Vote systématique ou intermittent, abstention systématique : un comparatif entre élections législatives et présidentielles depuis 2002

Depuis les années 1970, la participation des électeurs aux différents scrutins nationaux (élections présidentielles et législatives) est de plus en plus "volatile". L’affaiblissement de l’identification partisane, la défiance vis-à-vis des responsables politiques, ou encore l’émergence de nouvelles formes de participation ont en effet donné lieu à une évolution des comportements électoraux

L’étude comparée de la participation aux élections présidentielles et législatives permet de voir comment la frontière entre le vote et le non-vote s’est progressivement estompée. L’étude de l’Institut national de la statistique et des études économiques (Insee) publiée en novembre 2022 montre l’évolution des comportements électoraux aux deux élections nationales depuis 2002. Elle distingue les votants systématiques (qui votent aux premiers et seconds tours des deux élections), les votants intermittents (qui votent à un, deux ou trois des quatre tours de scrutins) et les abstentionnistes systématiques (qui ne votent à aucun des scrutins).

D’après l’étude : 

  • entre 2002 et 2012, le vote systématique est le comportement de vote dominant. Il concerne, pour chaque élection, au moins 48% des inscrits sur les listes électorales même si l’année 2007 constitue cependant une exception. Alors que l’élection présidentielle, qui consacre la victoire de Nicolas Sarkozy, semble rompre avec la tendance abstentionniste (83,8% de participation au premier tour et 84% au second), l’élection législative, le mois suivant, enregistre un record d’abstention (quatre électeurs sur dix ne participent pas au scrutin) ; 
  • depuis 2017, le vote intermittent dépasse le vote systématique. Cela se confirme en 2022, malgré une très légère diminution du vote intermittent (47% des inscrits) et une stabilisation du vote systématique (37% des inscrits).

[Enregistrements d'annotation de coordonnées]

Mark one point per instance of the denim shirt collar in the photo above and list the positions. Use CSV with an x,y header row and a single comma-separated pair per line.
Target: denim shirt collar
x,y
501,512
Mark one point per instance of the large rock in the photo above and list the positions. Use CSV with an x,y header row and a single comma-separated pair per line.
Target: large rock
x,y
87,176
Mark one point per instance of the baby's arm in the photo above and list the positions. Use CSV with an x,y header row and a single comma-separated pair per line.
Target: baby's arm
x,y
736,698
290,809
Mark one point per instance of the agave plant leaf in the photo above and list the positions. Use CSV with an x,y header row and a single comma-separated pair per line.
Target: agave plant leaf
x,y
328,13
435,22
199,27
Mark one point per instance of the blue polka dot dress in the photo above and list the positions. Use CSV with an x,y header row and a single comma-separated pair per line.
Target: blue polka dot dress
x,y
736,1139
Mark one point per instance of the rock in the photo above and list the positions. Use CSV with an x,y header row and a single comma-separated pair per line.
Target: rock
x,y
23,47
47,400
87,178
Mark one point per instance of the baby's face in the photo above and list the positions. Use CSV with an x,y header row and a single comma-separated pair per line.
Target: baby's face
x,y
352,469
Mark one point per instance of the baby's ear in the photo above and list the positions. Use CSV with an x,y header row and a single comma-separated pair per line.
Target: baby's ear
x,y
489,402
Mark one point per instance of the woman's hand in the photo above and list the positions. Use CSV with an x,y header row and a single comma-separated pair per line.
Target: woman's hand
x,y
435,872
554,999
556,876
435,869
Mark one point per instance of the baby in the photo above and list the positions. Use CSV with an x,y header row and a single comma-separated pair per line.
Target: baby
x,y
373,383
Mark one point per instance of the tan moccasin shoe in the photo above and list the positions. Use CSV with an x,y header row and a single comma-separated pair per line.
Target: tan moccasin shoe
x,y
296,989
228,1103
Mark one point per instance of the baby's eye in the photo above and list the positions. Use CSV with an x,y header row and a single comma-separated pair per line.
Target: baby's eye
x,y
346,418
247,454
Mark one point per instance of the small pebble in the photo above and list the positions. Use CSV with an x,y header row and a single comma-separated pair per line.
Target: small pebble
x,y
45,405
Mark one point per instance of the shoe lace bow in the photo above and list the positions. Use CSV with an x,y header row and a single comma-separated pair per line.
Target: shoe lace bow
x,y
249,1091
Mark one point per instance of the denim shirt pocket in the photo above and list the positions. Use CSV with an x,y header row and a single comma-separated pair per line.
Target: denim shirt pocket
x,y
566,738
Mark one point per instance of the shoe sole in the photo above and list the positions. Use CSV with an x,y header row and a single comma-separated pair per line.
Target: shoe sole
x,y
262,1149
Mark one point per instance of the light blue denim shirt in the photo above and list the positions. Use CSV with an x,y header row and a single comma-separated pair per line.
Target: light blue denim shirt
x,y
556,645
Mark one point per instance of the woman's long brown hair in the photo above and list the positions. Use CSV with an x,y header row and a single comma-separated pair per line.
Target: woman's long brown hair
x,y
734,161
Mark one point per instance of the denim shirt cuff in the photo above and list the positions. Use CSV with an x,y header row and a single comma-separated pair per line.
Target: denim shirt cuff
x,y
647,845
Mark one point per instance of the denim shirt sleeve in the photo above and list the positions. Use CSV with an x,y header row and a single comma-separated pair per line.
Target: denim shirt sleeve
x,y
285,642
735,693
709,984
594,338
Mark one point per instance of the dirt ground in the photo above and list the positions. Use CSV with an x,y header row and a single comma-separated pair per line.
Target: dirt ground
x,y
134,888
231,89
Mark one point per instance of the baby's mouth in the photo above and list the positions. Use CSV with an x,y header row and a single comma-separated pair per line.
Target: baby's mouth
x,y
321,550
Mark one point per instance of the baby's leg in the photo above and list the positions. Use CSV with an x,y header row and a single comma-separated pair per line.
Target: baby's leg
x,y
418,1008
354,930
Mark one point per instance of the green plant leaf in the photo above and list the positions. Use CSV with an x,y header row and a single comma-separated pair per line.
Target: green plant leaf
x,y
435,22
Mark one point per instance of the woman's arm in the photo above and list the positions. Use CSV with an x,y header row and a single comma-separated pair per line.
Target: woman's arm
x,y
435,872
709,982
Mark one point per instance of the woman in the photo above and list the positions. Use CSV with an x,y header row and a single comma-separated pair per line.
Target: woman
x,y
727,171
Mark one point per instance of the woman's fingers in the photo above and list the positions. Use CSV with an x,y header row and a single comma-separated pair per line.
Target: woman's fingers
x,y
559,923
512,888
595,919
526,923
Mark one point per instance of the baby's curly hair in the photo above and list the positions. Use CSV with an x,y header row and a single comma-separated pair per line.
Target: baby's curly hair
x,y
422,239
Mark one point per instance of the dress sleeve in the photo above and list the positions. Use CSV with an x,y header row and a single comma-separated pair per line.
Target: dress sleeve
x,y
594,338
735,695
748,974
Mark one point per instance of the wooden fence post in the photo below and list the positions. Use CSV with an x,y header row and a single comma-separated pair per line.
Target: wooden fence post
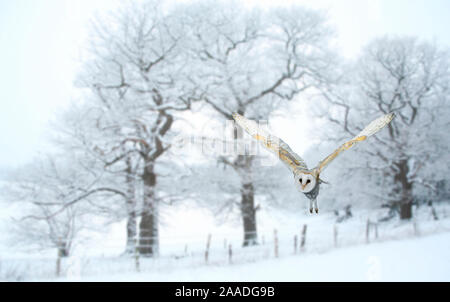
x,y
275,242
58,259
295,244
303,242
58,264
416,230
208,243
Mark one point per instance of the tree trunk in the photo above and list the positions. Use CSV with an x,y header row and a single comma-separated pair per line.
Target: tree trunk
x,y
131,210
148,226
404,189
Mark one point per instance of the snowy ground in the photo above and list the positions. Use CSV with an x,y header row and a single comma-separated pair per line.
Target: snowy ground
x,y
423,259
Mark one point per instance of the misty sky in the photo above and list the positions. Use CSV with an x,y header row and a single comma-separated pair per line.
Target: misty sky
x,y
40,42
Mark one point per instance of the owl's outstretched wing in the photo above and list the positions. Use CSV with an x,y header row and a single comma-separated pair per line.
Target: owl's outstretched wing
x,y
271,143
375,126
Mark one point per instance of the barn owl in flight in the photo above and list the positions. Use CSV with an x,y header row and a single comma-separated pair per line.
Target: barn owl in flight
x,y
306,180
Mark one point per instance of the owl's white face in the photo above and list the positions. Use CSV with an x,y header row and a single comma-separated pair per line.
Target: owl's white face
x,y
305,182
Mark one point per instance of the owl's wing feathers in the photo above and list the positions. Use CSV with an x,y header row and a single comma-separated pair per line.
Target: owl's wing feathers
x,y
375,126
272,143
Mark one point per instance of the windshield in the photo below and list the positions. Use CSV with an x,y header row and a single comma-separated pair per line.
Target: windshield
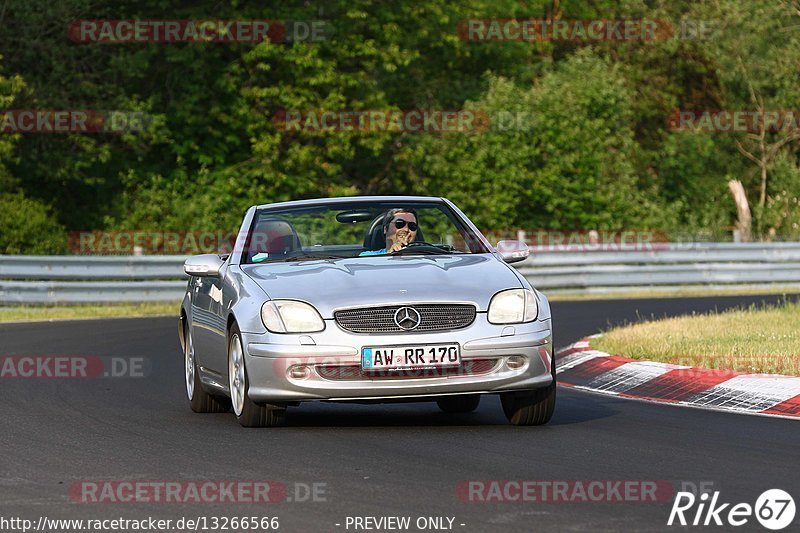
x,y
359,229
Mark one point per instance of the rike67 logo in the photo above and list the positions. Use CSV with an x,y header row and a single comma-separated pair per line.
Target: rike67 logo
x,y
774,509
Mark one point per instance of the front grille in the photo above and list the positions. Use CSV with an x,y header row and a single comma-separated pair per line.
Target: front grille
x,y
433,317
470,367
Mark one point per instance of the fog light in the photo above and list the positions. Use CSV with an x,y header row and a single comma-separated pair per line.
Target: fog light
x,y
300,372
515,362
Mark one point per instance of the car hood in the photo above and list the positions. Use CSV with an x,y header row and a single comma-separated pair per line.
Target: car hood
x,y
330,285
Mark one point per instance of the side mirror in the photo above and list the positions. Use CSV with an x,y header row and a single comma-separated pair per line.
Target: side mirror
x,y
513,251
203,265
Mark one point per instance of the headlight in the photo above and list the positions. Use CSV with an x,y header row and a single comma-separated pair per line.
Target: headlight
x,y
289,316
513,306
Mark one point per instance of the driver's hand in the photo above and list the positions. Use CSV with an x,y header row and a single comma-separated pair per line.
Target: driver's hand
x,y
401,239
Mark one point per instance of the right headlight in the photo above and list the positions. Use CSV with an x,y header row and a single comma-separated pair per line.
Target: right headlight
x,y
290,316
513,306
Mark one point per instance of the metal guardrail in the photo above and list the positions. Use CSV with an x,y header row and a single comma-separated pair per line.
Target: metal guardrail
x,y
76,279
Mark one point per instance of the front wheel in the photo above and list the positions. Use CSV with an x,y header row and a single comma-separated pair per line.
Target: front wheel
x,y
249,413
529,408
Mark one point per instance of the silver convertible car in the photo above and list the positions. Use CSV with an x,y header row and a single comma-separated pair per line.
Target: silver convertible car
x,y
365,299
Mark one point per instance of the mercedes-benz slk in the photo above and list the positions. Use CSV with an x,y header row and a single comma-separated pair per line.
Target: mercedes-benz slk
x,y
364,299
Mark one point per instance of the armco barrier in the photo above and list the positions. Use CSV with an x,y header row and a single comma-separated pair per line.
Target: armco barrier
x,y
74,279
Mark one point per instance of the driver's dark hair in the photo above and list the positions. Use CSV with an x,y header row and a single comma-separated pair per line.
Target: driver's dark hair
x,y
389,216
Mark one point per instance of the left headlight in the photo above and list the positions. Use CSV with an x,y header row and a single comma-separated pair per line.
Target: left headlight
x,y
289,316
513,306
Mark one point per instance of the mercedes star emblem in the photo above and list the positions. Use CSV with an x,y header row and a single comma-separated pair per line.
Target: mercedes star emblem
x,y
407,318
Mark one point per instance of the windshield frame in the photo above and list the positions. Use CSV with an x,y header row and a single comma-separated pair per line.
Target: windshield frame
x,y
462,224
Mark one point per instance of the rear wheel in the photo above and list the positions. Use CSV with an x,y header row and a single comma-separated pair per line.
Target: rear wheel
x,y
199,400
529,408
249,413
459,404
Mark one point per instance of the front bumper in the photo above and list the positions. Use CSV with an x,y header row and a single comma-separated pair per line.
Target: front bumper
x,y
327,365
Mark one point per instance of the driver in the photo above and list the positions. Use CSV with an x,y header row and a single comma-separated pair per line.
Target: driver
x,y
400,229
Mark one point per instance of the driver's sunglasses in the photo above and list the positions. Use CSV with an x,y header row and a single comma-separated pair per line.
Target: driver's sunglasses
x,y
400,223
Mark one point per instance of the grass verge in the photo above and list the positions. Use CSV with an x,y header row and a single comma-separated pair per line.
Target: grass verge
x,y
73,312
754,340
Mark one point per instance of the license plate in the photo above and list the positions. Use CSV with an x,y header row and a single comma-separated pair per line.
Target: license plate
x,y
410,356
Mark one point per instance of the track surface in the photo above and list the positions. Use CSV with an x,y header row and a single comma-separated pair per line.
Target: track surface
x,y
380,460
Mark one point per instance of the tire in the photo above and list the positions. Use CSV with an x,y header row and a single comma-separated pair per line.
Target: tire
x,y
465,403
199,400
529,408
248,413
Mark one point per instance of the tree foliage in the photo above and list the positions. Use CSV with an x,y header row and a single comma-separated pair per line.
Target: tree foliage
x,y
579,138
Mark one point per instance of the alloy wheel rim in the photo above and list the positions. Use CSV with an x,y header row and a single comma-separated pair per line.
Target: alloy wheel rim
x,y
189,366
236,375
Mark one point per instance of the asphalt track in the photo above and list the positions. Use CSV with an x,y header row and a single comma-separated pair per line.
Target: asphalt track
x,y
378,460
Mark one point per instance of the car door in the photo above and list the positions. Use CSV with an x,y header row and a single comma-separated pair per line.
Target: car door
x,y
209,322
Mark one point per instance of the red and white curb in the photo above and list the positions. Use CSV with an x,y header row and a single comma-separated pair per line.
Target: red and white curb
x,y
581,367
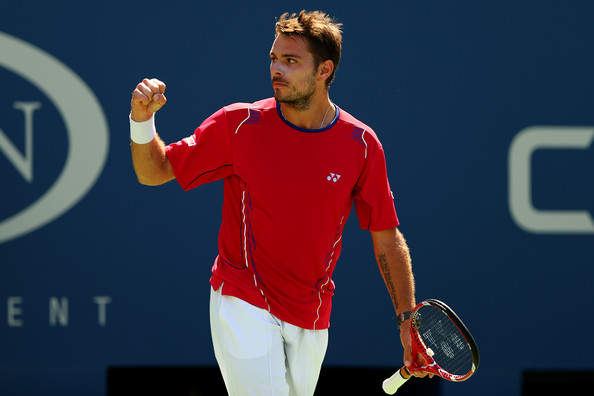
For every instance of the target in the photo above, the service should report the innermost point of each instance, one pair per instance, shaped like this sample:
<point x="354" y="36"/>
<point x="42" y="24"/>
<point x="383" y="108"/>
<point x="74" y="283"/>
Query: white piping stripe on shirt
<point x="245" y="247"/>
<point x="327" y="281"/>
<point x="363" y="138"/>
<point x="239" y="126"/>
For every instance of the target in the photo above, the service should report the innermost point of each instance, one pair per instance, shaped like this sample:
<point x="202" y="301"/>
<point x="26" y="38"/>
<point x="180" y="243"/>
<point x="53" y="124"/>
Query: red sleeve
<point x="374" y="201"/>
<point x="205" y="156"/>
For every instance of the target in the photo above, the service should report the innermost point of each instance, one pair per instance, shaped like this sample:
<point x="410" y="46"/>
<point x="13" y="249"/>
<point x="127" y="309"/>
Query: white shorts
<point x="261" y="355"/>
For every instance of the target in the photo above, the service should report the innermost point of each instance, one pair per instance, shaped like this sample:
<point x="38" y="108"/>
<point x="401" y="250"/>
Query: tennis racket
<point x="441" y="338"/>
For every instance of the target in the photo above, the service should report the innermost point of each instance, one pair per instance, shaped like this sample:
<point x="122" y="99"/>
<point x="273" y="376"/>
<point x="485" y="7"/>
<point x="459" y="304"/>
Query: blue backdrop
<point x="485" y="110"/>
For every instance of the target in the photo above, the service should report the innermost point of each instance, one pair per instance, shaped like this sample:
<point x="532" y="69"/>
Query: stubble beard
<point x="299" y="100"/>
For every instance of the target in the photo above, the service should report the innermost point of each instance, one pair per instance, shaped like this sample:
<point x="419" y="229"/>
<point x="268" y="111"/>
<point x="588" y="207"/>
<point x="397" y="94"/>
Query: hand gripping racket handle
<point x="392" y="384"/>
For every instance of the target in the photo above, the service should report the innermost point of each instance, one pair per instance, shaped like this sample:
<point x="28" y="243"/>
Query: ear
<point x="325" y="70"/>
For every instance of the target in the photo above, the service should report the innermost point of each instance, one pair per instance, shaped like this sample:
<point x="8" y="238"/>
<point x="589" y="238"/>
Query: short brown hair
<point x="323" y="34"/>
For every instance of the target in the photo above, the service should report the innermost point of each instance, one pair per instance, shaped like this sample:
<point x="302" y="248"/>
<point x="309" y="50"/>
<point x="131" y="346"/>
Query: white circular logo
<point x="86" y="127"/>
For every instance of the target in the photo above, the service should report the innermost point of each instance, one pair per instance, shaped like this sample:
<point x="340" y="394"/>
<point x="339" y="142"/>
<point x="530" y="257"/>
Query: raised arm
<point x="148" y="150"/>
<point x="393" y="258"/>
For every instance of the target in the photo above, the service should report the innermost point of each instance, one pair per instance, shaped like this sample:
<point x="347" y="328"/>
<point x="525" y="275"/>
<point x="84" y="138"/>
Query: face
<point x="292" y="71"/>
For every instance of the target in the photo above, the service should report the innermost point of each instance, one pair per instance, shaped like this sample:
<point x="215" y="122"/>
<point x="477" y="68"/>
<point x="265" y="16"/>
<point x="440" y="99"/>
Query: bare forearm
<point x="393" y="258"/>
<point x="150" y="162"/>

Défi 1: Comptez les lignes des entrées qui contiennent le mot « pocket », puis donnez seulement ce nombre.
Défi 2: Poursuivez, s'il vous plaît, le texte sur la participation électorale après sa dernière phrase.
Le texte sur la participation électorale n'a aucun lien avec les entrées.

Réponse 1: 2

Réponse 2:
Dès les années 1990, l’abstention au premier tour des élections législatives augmente de façon tendancielle. Pour autant, sur la même période, l'abstention systématique reste relativement faible et stable. Toutefois, la progression du vote intermittent témoigne d’une évolution des profils d’abstentionnistes. Désormais, l’abstention n’est plus uniquement le signe d’un retrait ou d’un désinvestissement de la vie politique. Il s’agit aussi d’une "réponse électorale à part entière" (d'après la sociologue Anne Muxel), au même titre que le vote.

L’intermittence de la participation électorale est également le signe d'un certain affaiblissement du devoir de voter et révèle des changements profonds dans les représentations mêmes de la citoyenneté. D’après une étude menée par le sociologue Laurent Lardeux et le politiste Vincent Tiberj en mars 2021, 43% des jeunes considèrent que la politique est importante, mais seulement 27% d’entre eux disent avoir confiance dans le Parlement et 23% dans le Gouvernement. Cette défiance vis-à-vis des institutions politiques se traduit par l’augmentation du vote "sur enjeux" (ne voter que lorsque les enjeux de l’élection semblent importants), à l’inverse du vote "rituel". Dans le même temps, d’autres formes d’actions politiques occupent une place grandissante, comme la manifestation, la grève ou la pétition.  

Dans ce contexte, l’élection présidentielle continue de mobiliser davantage que les élections législatives. D’après une seconde étude de l’Insee publiée en novembre 2022, parmi les votants intermittents en 2022, 54% n’ont participé qu’à l’élection présidentielle et 31% ont voté aux deux tours de la présidentielle mais à un seul tour des élections législatives. 

Âge et diplômes : les déterminants principaux de la participation ?

En plus du calendrier électoral et des enjeux propres à chaque élection, certains critères économiques et sociologiques continuent de jouer un rôle dans la participation électorale, comme le montre cette seconde étude de l’Insee publiée en novembre 2022.  

L’étude montre qu’en 2022, parmi les inscrits sur les listes électorales : 

  • le vote intermittent est dominant chez les 18-24 ans (60% des inscrits) puis il diminue progressivement avec l'âge ; 
  • l’abstention systématique concerne 24% des moins de 35 ans contre 16% de l'ensemble des inscrits, tous âges confondus  ; elle diminue ensuite chez les 35-49 ans, puis se stabilise autour de 9% chez les 50-69 ans ; 
  • le vote systématique est le comportement privilégié des 60-89 ans ;
  • l'abstention systématique croît de nouveau chez les 90 ans et plus (56%).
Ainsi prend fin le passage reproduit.